Extend the commentary below on Jerome Powell's remarks about the economy, beginning after its final sentence and keeping its tone.

# Extract:

=-=-=

Jerome Powell Just Jinxed the Economy

We assume the wrathful gods were listening… and are already plotting to uncage the Furies…

For hubris they will not abide — especially from chairmen of the Federal Reserve.

Referring yesterday to the “remarkably positive set of economic circumstances” presently obtaining, Jerome Powell concluded:

“There’s no reason to think that this cycle can’t continue for quite some time, effectively indefinitely.”

When the great thunderbolt comes clapping down from Olympus we cannot say.

But our neck is craned against the sky… as we watch for signs.

Lo, we detect a disturbing cloud…

Should We Be Celebrating Today’s 3.9% Unemployment Rate?

The latest private sector employment numbers came out yesterday.

The nation’s employers added 230,000 jobs last month — trouncing the expected 179,000.

The Institute for Supply Management also revealed yesterday that the U.S. service sector attained near-record-level strength last month.

The president raised a gust of celebration:

“Blowout numbers on New Jobs and, separately, Services. Market up!”

Meantime, weekly jobless claims rest at 49-year lows… and wages are rising at the fastest clip in nine years.

All the while the (official) unemployment rate is a precious 3.9%.

=-=-=

# Raw data:
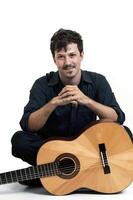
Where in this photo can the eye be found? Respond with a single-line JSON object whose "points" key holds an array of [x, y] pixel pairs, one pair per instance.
{"points": [[60, 57], [72, 55]]}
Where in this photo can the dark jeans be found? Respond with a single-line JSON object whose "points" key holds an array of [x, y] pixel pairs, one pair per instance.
{"points": [[25, 145]]}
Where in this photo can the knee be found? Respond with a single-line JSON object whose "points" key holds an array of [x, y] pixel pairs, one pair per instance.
{"points": [[16, 141]]}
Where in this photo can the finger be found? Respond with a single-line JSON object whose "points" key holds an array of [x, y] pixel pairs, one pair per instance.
{"points": [[66, 89], [68, 94]]}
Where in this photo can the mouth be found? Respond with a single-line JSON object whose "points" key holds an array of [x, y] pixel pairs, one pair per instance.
{"points": [[69, 68]]}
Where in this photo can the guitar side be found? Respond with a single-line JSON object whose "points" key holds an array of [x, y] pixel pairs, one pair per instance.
{"points": [[87, 170]]}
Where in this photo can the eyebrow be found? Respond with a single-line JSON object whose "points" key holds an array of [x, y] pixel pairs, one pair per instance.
{"points": [[59, 53]]}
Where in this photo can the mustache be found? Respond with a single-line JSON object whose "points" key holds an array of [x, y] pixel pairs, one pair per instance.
{"points": [[68, 66]]}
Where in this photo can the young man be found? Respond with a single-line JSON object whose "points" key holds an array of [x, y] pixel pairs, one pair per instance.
{"points": [[62, 103]]}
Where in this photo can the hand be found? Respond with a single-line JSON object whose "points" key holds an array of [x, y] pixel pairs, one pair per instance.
{"points": [[72, 94]]}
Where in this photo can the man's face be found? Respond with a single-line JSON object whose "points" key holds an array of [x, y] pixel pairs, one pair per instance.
{"points": [[68, 61]]}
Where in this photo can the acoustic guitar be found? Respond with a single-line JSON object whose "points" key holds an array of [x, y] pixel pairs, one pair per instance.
{"points": [[100, 158]]}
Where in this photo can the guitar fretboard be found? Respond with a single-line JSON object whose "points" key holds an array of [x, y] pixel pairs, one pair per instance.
{"points": [[33, 172]]}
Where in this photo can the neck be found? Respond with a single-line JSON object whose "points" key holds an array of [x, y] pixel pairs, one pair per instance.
{"points": [[72, 80]]}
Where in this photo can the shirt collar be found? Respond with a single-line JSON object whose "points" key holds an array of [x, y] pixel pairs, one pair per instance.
{"points": [[54, 79], [86, 77]]}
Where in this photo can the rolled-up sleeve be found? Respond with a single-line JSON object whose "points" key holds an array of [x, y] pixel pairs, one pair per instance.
{"points": [[37, 99], [106, 96]]}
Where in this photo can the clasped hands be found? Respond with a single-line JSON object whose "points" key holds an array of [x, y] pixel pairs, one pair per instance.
{"points": [[71, 94]]}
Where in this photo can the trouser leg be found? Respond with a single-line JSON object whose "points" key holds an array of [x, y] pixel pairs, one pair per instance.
{"points": [[25, 145]]}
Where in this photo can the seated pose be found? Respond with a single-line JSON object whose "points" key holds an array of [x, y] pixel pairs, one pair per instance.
{"points": [[64, 102]]}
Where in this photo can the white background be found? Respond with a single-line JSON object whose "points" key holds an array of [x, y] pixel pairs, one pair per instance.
{"points": [[26, 27]]}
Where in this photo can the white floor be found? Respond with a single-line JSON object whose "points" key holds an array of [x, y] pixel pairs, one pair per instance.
{"points": [[20, 192]]}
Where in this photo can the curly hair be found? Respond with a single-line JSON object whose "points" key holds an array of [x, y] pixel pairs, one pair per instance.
{"points": [[62, 38]]}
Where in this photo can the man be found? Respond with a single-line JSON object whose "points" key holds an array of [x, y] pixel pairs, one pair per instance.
{"points": [[62, 103]]}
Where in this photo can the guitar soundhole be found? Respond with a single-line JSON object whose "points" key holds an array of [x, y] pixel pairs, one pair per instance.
{"points": [[68, 165]]}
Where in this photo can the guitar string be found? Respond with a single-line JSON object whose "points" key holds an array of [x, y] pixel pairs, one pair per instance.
{"points": [[36, 174]]}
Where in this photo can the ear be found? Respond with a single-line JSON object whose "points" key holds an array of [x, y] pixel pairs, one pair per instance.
{"points": [[82, 55]]}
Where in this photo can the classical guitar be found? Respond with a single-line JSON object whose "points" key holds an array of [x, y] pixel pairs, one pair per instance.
{"points": [[100, 158]]}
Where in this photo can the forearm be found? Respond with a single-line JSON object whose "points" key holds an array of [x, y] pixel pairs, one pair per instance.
{"points": [[103, 112], [38, 118]]}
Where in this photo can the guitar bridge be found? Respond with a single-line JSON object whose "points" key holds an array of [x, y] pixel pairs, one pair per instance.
{"points": [[104, 158]]}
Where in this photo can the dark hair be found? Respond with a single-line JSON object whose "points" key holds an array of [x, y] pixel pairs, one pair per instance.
{"points": [[62, 38]]}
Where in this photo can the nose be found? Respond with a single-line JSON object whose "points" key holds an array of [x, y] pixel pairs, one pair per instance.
{"points": [[67, 61]]}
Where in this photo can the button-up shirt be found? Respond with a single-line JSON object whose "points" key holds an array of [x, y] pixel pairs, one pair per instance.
{"points": [[69, 120]]}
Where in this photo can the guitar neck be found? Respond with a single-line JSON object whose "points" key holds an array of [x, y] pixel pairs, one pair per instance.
{"points": [[33, 172]]}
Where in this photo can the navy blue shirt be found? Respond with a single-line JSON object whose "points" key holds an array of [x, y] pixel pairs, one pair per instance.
{"points": [[69, 120]]}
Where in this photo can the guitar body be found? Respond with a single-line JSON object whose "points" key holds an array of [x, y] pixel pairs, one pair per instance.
{"points": [[101, 159]]}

=-=-=

# Response:
Many economists believe it will slip to 3.8% after the Labor Department releases its September unemployment report tomorrow

A sub-4% unemployment rate is a rare bird.

Before appearing earlier this year, it last turned up in April 2000 — at the peak of the dot-com derangement.

But what came next?

The economy was in recession by March 2001 — less than one year later.

Perhaps today’s 3.9% unemployment is no cause for jubilation.

But we cite one isolated instance, comes your reply — you demand to see more.

And see more you will…

Prior to April 2000, unemployment last slipped below 4% in December 1969.

The economy was promptly sunk in recession… where it remained until November 1970.

An Overheating Economy?

We have still only offered two scraps of circumstantial evidence, you counter — the jury holds out yet.

Let us therefore call a certain Nicole Smith to the witness stand…

Ms. Smith is chief economist at Georgetown University’s Center on Education and the Workforce.

Her testimony reveals:

If we look historically at other times when the unemployment rate has fallen below 4%, it’s times where it was the boom phase just before recession or just after a major war period…

What we find is that the low unemployment rate is often associated with a boom phase just before a recession. It’s almost a precursor for a recession or a precursor for another slumping economy.

We bring forth Exhibit A in support thereof — a chart giving the history since 1950.

On each occasion the unemployment rate fell below 4%, it reveals, recession was hard upon us:

Chart 1

It is true, yes — recessions are not always occasioned by unemployment rates below 4%.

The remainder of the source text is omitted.